§ Texto para leitura
Além disso, nas práticas relatadas, os coordenadores também demonstram compreender que, para desempenhar seus papeis, é preciso que se compreenda onde está, aspecto que, para nós, configura-se em mais um dos saberes docentes do coordenador.

Tal saber é detalhado em suas falas, especialmente quando abordam a busca por informações sobre os estudantes, a instituição onde atuam e a comunidade onde a escola está inserida, conforme pode ser observado a seguir:

Eu tenho que pensar que estou dentro de uma rede. É fundamental conhecer o trabalho pedagógico dentro da escola para poder fazer a formação e o acompanhamento das experiências docentes. (Coordenadora Âmbar)

[...] Precisamos ter o entendimento sobre o lugar que a gente está, a comunidade que a gente está, conhecer a comunidade, conhecer as famílias, conhecer os alunos, isso é muito importante. (Coordenador Rubi)

As ações relatadas por Âmbar e Rubi, mostram-se importantes para a construção do diagnóstico da escola, e, além disso, configura-se como elemento fundamental para a regulação do trabalho do coordenador, influindo, em grande medida, na atuação desse formador.

Para Mizukami (2004), conhecer os contextos educacionais e seus propósitos faz parte de um conjunto de conhecimentos que compõem a base de conhecimento pedagógico geral para o ensino, que envolve conhecimentos sobre o espaço de atuação e sobre todos os sujeitos que compõem tal espaço.

Diante do exposto, reconhecemos que, conhecer a escola, de forma a compreender melhor o contexto social onde se insere, é um saber verbalizado pelos coordenadores. Compreendemos, inclusive, que tal saber é um dos balizadores da prática dos participantes dessa investigação. Os coordenadores revelam a importância de conhecer a escola a partir de diferentes escalas, contextos e pontos de vista para definir sua forma de atuação e estabelecer as prioridades formativas a serem tratadas.

Os saberes que permeiam as práticas formativas do coordenador pedagógico

As práticas formativas desenvolvidas pelos coordenadores pedagógicos colaboradores da pesquisa que atuam na rede pública municipal de Ribeirão Preto - SP que aqui retratamos, dizem respeito às horas destinadas às formações coletivas e individuais dedicadas a jornada de trabalho do professor, prevista na Lei Municipal Complementar nº 2.524 de 05 de abril de 2012.

Os fazeres relatados por Esmeralda, Âmbar e Ágata revelam o uso de estratégias formativas que se atentam às necessidades formativas identificadas na escola e a favor da aprendizagem de todos, atribuindo à escola, o caráter de lócus das formações ofertadas, ou seja, o ponto de partida para as ações relatadas a seguir:

[...] Fizemos várias discussões sobre o ensino como tem que acontecer, na prática, e depois nós entramos em sala de aula. (Coordenadora Esmeralda)

Eu utilizei um momento do planejamento, montei uma apresentação para eles com slides no PowerPoint, demonstrei para os docentes alguns conceitos, elucidei como montar a tabela. (Coordenadora Âmbar)

§ Lista de tarefas
• A. Cite todos os coordenadores mencionados pelo nome no texto sobre coordenadores pedagógicos.
• B. Transcreva do texto sobre coordenadores pedagógicos o trecho que começa em "As práticas formativas desenvolvidas" e termina em "aula. (Coordenadora Esmeralda)".
Nada da listagem é necessário para resolver o que se pede aqui.

§ Informações exibidas
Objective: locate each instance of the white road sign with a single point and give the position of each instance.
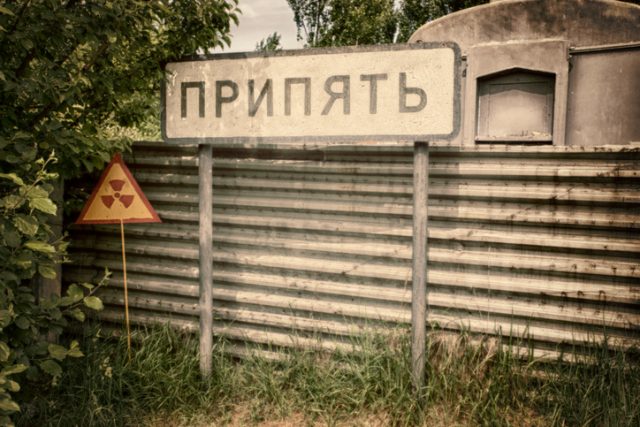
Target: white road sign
(380, 93)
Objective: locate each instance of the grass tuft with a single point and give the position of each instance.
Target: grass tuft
(470, 381)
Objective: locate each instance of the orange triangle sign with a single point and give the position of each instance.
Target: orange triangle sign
(117, 198)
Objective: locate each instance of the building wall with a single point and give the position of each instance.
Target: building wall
(592, 48)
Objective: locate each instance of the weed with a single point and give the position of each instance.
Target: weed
(470, 381)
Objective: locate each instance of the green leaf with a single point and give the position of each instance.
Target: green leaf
(12, 201)
(51, 368)
(56, 351)
(74, 350)
(13, 177)
(9, 405)
(12, 238)
(93, 303)
(87, 285)
(27, 224)
(5, 351)
(78, 314)
(75, 292)
(13, 386)
(47, 271)
(23, 322)
(43, 204)
(14, 369)
(6, 11)
(5, 320)
(41, 247)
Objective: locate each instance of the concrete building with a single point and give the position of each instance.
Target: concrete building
(561, 72)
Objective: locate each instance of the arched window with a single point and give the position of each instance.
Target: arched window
(515, 106)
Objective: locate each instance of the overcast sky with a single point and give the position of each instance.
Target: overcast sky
(259, 19)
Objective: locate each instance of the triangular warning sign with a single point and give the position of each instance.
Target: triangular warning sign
(117, 198)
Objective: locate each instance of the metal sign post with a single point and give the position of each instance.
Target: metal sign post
(205, 192)
(378, 94)
(419, 277)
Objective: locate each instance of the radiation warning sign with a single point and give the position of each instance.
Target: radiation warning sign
(117, 198)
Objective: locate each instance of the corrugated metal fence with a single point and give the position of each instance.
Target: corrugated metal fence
(314, 245)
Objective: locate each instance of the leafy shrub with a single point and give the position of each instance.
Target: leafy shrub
(26, 251)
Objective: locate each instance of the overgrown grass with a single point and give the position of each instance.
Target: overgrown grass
(467, 384)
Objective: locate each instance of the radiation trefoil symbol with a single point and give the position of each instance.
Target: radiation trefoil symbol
(116, 186)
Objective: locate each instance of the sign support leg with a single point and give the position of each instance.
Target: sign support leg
(419, 277)
(126, 291)
(205, 171)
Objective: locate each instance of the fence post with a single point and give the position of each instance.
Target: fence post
(205, 192)
(419, 268)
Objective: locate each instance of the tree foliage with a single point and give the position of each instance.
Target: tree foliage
(72, 71)
(353, 22)
(344, 22)
(271, 43)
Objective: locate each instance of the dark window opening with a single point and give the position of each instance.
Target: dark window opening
(515, 107)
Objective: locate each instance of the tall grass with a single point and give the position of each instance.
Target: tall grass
(478, 383)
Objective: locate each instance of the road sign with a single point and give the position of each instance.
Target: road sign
(117, 198)
(375, 93)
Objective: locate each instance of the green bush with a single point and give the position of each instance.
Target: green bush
(26, 321)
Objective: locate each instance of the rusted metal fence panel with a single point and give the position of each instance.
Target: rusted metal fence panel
(313, 246)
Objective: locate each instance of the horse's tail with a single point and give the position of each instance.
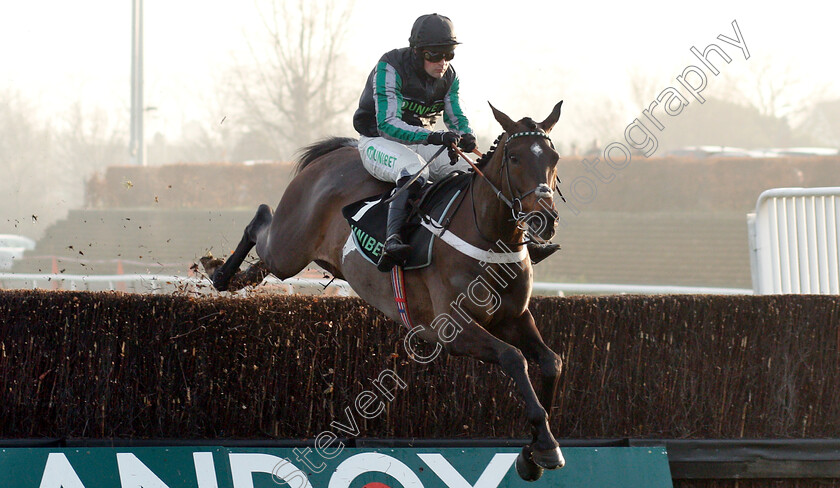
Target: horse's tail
(315, 150)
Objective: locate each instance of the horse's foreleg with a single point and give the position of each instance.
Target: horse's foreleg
(475, 341)
(222, 275)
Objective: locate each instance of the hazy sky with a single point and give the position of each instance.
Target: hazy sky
(513, 53)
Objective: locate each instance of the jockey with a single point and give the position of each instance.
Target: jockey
(404, 95)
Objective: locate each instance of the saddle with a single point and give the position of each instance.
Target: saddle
(368, 219)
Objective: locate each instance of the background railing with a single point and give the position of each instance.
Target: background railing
(794, 235)
(160, 284)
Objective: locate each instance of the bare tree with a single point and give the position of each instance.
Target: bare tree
(297, 92)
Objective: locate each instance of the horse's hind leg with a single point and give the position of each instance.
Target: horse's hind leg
(222, 275)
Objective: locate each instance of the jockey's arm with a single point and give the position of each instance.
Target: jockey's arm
(453, 114)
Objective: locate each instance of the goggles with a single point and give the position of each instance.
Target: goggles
(434, 57)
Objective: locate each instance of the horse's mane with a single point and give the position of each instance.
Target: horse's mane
(527, 121)
(310, 153)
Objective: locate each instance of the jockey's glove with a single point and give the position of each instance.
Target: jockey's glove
(467, 143)
(443, 138)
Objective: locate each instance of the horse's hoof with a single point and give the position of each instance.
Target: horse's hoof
(549, 458)
(525, 468)
(210, 264)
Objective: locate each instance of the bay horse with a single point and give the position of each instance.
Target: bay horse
(515, 184)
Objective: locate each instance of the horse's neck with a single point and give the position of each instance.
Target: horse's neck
(494, 217)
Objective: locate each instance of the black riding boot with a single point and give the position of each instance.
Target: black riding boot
(538, 252)
(395, 253)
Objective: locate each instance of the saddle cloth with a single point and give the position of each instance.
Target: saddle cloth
(368, 219)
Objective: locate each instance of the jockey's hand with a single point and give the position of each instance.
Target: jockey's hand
(443, 138)
(467, 143)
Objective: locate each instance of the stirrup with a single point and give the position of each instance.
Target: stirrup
(397, 255)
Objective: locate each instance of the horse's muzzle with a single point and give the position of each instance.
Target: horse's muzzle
(542, 223)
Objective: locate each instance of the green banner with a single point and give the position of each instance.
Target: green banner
(331, 465)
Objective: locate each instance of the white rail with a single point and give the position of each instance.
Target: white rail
(158, 284)
(794, 236)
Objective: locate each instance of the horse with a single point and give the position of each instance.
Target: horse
(511, 190)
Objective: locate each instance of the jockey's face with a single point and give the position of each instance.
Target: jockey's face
(436, 70)
(436, 63)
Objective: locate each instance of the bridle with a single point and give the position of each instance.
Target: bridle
(515, 202)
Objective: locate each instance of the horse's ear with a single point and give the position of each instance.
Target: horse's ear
(549, 122)
(507, 124)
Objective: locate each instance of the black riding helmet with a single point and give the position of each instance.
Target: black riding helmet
(433, 30)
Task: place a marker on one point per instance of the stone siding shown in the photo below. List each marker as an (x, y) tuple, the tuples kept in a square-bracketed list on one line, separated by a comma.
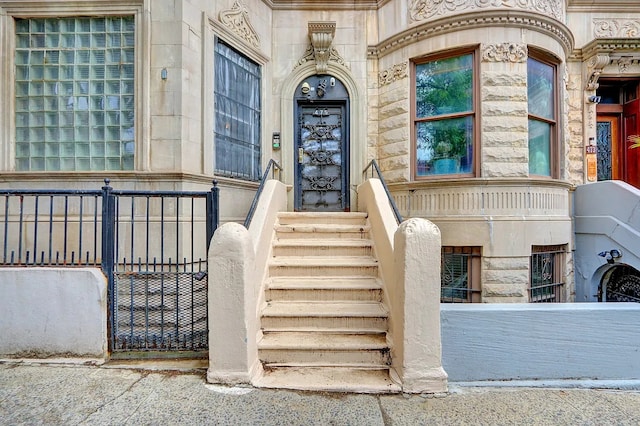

§ Conjunto de respostas
• A. Âmbar, Rubi, Esmeralda e Ágata.

• B.
As práticas formativas desenvolvidas pelos coordenadores pedagógicos colaboradores da pesquisa que atuam na rede pública municipal de Ribeirão Preto - SP que aqui retratamos, dizem respeito às horas destinadas às formações coletivas e individuais dedicadas a jornada de trabalho do professor, prevista na Lei Municipal Complementar nº 2.524 de 05 de abril de 2012.

Os fazeres relatados por Esmeralda, Âmbar e Ágata revelam o uso de estratégias formativas que se atentam às necessidades formativas identificadas na escola e a favor da aprendizagem de todos, atribuindo à escola, o caráter de lócus das formações ofertadas, ou seja, o ponto de partida para as ações relatadas a seguir:

[...] Fizemos várias discussões sobre o ensino como tem que acontecer, na prática, e depois nós entramos em sala de aula. (Coordenadora Esmeralda)